▶ **Set problem 1**
Please count how many lines of the listing contain the string "horse", with case counting, and give only that number.

▶ **Provided text**

○ ○ ○ ○ ○

1Ki 10:2 She came to Jerusalem with a very great train, with camels that carried spices, and very much gold and precious stones; and when she had come to Solomon, she talked with him of all that was in her heart-
This woman obviously had genuine questions which were more than mere intellectual tests of Solomon (:1). She presumably accompanied the latest shipment to Solomon of the things Israel traded with Sheba for, although we note she came by land with camels rather than by sea. It seems from the closing verses of 1 Kings 9 that the Israelites usually traded with Sheba by sea. "Great train" is elsewhere translated "great army", as if the wealth of what was being brought was so great that it needed major military escort. The same terms "spices... gold... precious stones" is used of what the queen of Sheba brought to Solomon, and what was brought to Hezekiah after his healing (2 Chron. 32:27). Perhaps the conversion of the queen of Sheba to Israel's God meant that her people continued to be sympathetic to Judah even in Hezekiah's time, and they were the source of these things in his time.

David had prayed that Solomon would be the Messianic king who would receive gold and gifts from the ruler of Sheba (Ps. 72:10,15), and this appeared an exact fulfilment of that. But although :1 implies the visit was of her initiative, we wonder whether Solomon's obsession with living out his father's expectations led him to actually invite her, in order to fulfil the words of Ps. 72 and as it were force a fulfilment in him. For they had been trading partners before this, as 1 Kings 9 makes clear. And yet the majority of Ps. 72 was not fulfilled by Solomon, and will only come true in the Lord Jesus. 

1Ki 10:3 Solomon told her all her questions: there was not anything hidden from the king which he didn’t tell her-
The idea is as in GNB "there was nothing too difficult for him to explain". "Told her" translates the word used for solving riddles (Jud. 14:13) and interpreting dreams (Gen. 41:24; Dan. 5:12). See on :1.

○ ○ ○ ○ ○

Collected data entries
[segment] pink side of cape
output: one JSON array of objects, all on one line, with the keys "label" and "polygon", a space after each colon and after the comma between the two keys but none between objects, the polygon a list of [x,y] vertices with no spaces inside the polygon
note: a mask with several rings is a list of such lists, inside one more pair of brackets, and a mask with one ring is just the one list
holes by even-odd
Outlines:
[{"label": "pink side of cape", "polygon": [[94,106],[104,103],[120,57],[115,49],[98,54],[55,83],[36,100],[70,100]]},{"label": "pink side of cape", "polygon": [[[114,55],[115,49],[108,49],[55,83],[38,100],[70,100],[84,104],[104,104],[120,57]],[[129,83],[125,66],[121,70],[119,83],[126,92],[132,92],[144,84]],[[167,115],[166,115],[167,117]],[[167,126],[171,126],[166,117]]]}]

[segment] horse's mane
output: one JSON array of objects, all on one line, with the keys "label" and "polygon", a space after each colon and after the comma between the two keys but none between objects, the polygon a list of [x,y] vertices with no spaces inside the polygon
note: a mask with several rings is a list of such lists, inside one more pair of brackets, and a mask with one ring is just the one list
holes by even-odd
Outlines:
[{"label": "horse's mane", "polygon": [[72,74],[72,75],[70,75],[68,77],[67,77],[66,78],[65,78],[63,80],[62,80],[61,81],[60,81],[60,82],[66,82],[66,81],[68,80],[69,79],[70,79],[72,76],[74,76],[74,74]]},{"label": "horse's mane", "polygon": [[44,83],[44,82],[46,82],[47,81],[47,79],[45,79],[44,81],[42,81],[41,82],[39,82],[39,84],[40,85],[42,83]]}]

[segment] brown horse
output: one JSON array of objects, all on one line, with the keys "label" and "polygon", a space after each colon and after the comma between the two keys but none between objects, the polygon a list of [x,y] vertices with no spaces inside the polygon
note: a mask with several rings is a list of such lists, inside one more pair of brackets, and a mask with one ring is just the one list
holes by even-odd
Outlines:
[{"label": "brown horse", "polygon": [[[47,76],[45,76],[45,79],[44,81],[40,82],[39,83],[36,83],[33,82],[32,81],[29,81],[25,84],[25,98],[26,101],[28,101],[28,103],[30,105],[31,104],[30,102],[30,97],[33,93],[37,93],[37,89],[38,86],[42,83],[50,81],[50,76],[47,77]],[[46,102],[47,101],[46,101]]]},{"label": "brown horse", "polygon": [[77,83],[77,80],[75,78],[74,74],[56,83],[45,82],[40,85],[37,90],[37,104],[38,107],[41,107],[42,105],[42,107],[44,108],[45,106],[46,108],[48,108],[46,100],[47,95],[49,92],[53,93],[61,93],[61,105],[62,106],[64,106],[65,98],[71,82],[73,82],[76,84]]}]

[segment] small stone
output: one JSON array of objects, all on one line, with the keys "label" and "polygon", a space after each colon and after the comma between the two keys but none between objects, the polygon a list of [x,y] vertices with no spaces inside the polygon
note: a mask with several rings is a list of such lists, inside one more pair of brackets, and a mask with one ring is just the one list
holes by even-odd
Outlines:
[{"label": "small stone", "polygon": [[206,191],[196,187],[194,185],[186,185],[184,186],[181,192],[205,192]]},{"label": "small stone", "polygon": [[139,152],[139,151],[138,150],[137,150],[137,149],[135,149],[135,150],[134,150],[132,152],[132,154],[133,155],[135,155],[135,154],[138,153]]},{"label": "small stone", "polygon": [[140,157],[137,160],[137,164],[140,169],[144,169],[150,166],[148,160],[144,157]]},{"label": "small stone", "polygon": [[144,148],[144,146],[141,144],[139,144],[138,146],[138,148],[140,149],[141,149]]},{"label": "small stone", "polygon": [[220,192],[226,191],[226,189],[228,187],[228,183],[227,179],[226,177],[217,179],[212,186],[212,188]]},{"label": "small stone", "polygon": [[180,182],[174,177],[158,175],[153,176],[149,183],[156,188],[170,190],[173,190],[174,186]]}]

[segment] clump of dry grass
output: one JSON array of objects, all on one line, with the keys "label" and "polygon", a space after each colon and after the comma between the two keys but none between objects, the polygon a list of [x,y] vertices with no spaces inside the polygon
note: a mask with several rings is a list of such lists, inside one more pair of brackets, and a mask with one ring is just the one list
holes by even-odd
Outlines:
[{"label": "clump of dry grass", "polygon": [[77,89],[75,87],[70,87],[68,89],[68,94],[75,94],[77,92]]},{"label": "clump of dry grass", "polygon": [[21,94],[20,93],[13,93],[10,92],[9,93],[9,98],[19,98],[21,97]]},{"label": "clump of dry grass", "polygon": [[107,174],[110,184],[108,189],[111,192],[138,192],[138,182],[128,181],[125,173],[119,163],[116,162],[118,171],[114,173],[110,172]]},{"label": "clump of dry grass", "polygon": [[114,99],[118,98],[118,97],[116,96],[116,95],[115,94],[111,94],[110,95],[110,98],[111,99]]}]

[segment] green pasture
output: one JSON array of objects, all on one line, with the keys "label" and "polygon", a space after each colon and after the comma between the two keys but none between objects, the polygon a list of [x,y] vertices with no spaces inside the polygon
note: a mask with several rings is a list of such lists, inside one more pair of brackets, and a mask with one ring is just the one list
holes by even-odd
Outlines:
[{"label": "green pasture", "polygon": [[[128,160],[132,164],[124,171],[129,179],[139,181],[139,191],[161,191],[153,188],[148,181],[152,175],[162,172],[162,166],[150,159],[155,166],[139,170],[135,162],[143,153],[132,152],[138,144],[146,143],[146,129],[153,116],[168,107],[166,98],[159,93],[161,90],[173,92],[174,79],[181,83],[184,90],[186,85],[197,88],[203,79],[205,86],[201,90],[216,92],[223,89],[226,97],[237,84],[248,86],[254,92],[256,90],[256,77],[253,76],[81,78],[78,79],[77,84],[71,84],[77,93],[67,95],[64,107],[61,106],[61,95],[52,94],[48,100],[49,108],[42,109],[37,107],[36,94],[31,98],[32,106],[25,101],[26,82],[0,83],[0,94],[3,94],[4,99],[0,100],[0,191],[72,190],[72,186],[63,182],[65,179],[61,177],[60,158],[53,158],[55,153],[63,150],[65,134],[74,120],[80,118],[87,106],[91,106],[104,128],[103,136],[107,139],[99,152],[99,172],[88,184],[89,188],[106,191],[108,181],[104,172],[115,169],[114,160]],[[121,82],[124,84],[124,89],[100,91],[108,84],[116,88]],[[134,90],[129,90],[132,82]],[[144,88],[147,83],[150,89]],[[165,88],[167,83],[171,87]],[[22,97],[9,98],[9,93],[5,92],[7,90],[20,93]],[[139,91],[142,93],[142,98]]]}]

○ ○ ○ ○ ○

▶ **Set problem 2**
According to the commentary on 1 Kings 10, how is "great train" translated elsewhere?

▶ **Complete response 1**
4

▶ **Complete response 2**
"Great army"